#### Exercise brief:
Wherever the word "face" occurs in the listing, copy the whole line.

#### Data supplied:
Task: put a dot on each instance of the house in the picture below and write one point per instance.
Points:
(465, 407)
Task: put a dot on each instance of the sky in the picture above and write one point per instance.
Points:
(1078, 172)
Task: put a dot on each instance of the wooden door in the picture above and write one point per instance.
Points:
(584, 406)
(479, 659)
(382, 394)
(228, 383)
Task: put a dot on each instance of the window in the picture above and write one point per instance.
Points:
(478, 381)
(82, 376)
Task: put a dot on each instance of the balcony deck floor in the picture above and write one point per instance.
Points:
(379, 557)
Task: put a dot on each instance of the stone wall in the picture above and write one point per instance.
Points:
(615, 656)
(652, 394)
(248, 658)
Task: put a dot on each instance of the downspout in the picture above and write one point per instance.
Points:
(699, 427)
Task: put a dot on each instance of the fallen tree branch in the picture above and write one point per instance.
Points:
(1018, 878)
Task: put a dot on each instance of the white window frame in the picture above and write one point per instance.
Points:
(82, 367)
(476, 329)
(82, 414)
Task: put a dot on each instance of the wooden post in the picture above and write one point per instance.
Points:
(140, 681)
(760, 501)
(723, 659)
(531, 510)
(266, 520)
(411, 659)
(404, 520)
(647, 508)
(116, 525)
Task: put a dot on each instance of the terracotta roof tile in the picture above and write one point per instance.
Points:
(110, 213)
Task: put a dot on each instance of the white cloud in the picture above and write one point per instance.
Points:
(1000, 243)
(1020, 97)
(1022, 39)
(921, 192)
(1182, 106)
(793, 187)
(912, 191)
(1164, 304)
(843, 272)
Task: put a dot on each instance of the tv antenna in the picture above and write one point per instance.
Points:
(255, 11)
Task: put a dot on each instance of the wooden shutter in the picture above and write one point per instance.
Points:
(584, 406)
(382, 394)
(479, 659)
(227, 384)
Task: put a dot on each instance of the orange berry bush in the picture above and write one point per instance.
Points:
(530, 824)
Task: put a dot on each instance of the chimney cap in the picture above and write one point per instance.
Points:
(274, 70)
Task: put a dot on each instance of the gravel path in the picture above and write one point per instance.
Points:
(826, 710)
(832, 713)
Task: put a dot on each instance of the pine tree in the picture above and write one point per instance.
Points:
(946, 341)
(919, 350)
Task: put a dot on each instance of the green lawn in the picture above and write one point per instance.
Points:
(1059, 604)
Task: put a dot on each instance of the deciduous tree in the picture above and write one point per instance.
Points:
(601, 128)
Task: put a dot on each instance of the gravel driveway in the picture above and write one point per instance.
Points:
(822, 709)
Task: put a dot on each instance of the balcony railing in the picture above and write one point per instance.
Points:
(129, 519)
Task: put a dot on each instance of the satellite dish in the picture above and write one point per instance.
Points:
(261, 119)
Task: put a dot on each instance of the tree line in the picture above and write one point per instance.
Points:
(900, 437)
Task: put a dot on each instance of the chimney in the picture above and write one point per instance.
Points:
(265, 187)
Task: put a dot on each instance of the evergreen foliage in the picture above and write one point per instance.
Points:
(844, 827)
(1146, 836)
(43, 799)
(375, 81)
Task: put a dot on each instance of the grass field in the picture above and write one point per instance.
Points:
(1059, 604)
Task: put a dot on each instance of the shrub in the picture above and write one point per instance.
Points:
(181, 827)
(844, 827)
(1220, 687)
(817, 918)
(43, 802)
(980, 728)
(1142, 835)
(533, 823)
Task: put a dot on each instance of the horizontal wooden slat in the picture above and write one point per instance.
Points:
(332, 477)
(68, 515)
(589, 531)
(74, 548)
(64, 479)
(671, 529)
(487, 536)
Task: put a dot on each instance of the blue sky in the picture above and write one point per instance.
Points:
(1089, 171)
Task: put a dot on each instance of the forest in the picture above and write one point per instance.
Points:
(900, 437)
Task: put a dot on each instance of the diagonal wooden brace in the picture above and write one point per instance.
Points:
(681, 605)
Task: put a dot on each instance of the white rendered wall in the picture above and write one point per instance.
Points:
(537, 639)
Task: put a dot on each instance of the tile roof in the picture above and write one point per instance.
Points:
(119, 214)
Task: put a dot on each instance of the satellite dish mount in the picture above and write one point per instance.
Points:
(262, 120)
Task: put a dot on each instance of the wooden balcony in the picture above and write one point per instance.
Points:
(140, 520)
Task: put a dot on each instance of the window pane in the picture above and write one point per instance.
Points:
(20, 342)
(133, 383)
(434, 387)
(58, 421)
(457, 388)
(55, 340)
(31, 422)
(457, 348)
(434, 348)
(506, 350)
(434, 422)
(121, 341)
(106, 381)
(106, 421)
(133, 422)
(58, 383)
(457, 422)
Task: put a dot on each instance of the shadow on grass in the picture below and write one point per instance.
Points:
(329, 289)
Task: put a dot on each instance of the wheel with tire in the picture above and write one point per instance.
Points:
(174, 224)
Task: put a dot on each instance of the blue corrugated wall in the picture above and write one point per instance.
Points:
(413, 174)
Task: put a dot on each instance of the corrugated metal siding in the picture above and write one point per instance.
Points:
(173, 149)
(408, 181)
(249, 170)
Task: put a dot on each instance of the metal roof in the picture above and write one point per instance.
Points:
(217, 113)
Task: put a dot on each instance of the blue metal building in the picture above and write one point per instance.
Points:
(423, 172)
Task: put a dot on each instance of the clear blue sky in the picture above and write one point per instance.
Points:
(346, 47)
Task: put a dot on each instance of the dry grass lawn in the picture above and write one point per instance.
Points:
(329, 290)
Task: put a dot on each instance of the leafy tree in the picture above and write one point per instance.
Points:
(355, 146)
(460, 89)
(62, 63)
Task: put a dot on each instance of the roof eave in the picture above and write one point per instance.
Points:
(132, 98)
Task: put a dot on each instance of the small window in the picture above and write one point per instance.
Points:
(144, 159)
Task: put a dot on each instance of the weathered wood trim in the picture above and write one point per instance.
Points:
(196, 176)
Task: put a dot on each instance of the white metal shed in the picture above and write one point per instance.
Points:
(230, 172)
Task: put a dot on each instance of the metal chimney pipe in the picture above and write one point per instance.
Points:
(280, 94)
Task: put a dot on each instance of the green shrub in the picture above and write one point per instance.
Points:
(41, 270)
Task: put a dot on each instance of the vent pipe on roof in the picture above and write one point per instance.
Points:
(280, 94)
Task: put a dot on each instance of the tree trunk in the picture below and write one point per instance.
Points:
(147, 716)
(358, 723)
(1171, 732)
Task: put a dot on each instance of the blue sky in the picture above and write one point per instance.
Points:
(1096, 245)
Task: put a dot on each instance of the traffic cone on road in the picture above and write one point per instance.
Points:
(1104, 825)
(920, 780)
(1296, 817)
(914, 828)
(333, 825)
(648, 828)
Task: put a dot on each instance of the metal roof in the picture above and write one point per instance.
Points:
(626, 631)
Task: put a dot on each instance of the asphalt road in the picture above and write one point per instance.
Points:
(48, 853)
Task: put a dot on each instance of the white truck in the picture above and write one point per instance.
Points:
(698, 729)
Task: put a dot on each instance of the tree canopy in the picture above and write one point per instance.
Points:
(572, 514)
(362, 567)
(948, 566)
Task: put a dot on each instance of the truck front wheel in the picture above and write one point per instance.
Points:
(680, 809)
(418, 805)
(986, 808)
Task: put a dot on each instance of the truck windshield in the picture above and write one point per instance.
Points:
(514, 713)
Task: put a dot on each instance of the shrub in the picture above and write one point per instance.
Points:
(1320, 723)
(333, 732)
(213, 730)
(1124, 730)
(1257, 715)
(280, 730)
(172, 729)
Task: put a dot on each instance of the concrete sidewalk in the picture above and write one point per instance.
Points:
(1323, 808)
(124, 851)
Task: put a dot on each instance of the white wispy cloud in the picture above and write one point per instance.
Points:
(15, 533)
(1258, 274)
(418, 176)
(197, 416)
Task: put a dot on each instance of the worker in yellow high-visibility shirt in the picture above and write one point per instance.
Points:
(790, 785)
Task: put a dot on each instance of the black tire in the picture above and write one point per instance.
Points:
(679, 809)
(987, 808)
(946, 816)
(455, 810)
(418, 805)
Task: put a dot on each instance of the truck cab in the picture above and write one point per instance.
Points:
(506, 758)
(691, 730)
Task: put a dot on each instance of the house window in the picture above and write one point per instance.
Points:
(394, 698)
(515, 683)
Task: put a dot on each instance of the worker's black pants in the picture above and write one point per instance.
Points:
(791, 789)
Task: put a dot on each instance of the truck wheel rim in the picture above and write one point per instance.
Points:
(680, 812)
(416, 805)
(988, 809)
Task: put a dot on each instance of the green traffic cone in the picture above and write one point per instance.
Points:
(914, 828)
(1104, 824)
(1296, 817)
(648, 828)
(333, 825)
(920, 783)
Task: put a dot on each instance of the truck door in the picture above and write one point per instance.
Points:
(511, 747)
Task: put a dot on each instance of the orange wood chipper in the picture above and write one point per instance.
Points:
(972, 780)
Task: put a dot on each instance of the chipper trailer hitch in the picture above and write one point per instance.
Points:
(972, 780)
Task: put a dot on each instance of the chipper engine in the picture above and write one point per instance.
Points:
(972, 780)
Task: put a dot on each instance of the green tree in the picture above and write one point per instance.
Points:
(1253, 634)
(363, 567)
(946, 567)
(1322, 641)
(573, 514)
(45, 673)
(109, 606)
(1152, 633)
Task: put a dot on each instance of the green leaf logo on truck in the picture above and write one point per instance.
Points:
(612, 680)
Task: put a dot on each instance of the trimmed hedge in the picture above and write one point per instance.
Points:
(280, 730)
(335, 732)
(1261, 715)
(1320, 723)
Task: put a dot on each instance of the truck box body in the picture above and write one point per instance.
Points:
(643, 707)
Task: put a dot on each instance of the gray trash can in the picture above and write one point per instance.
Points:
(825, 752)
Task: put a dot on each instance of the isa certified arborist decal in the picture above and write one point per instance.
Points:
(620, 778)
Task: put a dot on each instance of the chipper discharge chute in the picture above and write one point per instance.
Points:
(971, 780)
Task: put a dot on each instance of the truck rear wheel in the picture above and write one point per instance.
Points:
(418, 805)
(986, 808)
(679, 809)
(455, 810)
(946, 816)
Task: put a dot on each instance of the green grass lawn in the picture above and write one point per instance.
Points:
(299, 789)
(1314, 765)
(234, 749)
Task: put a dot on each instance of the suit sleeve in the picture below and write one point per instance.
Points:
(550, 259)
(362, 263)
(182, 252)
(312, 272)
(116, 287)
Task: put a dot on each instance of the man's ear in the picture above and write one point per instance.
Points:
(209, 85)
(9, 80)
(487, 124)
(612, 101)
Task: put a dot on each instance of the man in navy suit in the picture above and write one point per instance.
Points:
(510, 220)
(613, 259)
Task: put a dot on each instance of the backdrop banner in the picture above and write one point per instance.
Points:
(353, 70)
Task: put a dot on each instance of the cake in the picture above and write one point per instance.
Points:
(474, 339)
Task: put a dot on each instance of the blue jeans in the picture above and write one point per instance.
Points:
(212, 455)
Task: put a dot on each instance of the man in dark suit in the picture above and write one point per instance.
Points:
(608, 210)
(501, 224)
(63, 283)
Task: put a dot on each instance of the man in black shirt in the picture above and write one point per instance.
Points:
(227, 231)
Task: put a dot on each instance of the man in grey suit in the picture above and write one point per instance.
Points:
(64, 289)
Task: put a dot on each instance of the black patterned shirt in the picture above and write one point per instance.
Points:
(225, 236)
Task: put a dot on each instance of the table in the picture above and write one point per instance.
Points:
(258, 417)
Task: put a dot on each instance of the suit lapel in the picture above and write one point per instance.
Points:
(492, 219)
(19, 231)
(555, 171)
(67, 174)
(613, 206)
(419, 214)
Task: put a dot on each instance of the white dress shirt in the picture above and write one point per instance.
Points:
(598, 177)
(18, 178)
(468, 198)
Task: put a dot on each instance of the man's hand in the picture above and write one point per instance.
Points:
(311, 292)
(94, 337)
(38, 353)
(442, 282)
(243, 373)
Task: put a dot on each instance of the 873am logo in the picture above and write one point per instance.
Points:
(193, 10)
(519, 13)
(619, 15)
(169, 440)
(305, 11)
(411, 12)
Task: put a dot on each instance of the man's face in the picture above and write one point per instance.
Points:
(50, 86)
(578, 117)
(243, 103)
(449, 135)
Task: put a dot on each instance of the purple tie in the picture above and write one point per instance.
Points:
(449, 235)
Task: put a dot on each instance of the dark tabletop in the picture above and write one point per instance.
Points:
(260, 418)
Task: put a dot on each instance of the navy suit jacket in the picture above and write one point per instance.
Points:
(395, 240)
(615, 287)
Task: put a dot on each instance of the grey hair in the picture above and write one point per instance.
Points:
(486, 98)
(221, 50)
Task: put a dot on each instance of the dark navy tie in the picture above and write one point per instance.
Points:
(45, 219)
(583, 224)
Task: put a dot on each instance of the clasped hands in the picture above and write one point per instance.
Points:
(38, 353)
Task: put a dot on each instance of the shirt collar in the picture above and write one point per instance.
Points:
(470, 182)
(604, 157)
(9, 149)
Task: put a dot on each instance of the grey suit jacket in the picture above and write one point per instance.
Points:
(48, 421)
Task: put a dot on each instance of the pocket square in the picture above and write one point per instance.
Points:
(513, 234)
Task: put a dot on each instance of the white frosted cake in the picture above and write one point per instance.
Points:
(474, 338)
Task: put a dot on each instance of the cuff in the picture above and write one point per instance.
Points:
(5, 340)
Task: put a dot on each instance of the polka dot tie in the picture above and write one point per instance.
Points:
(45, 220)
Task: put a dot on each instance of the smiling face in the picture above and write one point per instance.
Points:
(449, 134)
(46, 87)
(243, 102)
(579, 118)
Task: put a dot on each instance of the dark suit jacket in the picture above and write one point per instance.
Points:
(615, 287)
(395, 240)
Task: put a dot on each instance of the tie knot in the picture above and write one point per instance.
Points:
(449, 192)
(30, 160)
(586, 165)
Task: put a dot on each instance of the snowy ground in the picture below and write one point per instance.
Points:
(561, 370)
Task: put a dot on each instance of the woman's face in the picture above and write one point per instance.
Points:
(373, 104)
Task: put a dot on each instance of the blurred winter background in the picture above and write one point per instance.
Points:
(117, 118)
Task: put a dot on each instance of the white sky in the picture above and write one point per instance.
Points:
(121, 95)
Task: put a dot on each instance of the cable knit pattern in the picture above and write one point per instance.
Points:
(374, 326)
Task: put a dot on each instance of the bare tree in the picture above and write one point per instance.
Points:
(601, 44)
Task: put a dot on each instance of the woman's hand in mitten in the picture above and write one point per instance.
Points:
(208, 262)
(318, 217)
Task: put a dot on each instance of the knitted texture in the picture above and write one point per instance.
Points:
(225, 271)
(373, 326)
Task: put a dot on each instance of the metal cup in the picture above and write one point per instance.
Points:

#### Answer to the exercise:
Task: put a dot on each instance of the man's face in the picture above and write one point per instance.
Task: put a dot on each instance of the smiling face in the picture above and write one point per instance.
Task: put a dot on each instance of the woman's face in the picture above and write one point per instance.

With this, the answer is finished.